## SELECTED EXCERPT
Now as I look forward to doing all these things that we loved I know that a particular piece of that joy won’t be with me. It is the nature of humanity to search for patterns and find meaning in the world. I’ve tried to make peace with this loss by seeing balance in the world through it. I believe that we cannot have miracles without tragedies. That rainbows would not exist without the preceding storm. For us to deeply savor great joy we must also know the bitterness of grief. But knowing this, doesn’t make it any better right now. All I can do in this moment is to be aware of my thoughts and emotions. Let the pain enter and recede and enter again. I can have faith that this cycle will improve over time and the happy times will gradually become longer than the sorrowful.
I’ve heard that there are several stages of grief. I’m not sure if they will all apply to me but I briefly wanted to flirt with anger. In this situation there is nothing to be angry at or with. Some might want to blame God and demand satisfaction from such a tragic and sudden death. How can someone so kind, hilarious, talented and smart be gone so suddenly? And why? I suppose the only meaning in life is that which we create for ourselves. I can also feel grateful for having him in my life at all. Six years ago Rich came about as close as possible to dying in a motorcycle accident. Everyday with him since then has been a miracle. The best I can do for now is to take steps that increase my wisdom and wellbeing.

## SOURCE MATERIAL
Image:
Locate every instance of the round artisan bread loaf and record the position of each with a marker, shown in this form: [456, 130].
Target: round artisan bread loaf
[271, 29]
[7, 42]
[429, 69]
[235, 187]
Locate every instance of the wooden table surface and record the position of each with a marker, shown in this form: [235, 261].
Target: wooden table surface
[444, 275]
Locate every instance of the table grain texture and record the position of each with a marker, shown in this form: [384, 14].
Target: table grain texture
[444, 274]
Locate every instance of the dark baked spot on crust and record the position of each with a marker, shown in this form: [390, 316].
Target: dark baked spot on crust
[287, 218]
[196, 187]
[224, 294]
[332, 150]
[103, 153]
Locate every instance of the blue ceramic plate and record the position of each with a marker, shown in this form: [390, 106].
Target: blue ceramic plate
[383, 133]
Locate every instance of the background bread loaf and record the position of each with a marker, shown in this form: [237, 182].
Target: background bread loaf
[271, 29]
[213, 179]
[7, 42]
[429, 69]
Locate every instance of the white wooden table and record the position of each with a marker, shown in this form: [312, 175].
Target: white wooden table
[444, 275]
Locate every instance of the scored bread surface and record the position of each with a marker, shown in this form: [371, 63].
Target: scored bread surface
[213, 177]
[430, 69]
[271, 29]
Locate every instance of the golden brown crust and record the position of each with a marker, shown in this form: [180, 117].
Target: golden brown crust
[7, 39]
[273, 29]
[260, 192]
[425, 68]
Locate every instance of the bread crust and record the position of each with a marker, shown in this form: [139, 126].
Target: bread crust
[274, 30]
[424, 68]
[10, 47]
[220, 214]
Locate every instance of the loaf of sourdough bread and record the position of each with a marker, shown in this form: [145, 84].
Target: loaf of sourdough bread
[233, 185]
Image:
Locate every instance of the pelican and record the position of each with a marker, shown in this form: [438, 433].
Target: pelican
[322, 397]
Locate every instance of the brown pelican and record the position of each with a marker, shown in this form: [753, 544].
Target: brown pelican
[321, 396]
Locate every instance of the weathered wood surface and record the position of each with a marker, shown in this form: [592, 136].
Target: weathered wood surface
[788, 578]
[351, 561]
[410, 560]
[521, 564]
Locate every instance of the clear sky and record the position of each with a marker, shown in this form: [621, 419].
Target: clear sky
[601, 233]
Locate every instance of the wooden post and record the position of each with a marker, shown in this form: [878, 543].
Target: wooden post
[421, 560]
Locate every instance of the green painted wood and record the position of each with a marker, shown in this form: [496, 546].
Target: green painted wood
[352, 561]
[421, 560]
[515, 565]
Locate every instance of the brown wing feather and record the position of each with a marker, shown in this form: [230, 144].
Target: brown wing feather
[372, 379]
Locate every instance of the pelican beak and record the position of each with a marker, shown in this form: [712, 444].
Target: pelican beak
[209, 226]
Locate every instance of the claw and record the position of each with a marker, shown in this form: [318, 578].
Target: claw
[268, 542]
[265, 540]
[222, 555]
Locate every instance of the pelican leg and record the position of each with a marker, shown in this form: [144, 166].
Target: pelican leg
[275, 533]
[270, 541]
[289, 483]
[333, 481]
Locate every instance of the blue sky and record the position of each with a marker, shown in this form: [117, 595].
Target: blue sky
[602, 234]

## PROBLEMS TO WORK ON
1 – In the reflection on grief, what happened to Rich six years ago?
2 – Reproduce the stretch of the reflection on grief from "Now as I look" through "than the sorrowful.".

## TASK-BY-TASK OUTPUTS
1 – He came about as close as possible to dying in a motorcycle accident.

2 –
Now as I look forward to doing all these things that we loved I know that a particular piece of that joy won’t be with me. It is the nature of humanity to search for patterns and find meaning in the world. I’ve tried to make peace with this loss by seeing balance in the world through it. I believe that we cannot have miracles without tragedies. That rainbows would not exist without the preceding storm. For us to deeply savor great joy we must also know the bitterness of grief. But knowing this, doesn’t make it any better right now. All I can do in this moment is to be aware of my thoughts and emotions. Let the pain enter and recede and enter again. I can have faith that this cycle will improve over time and the happy times will gradually become longer than the sorrowful.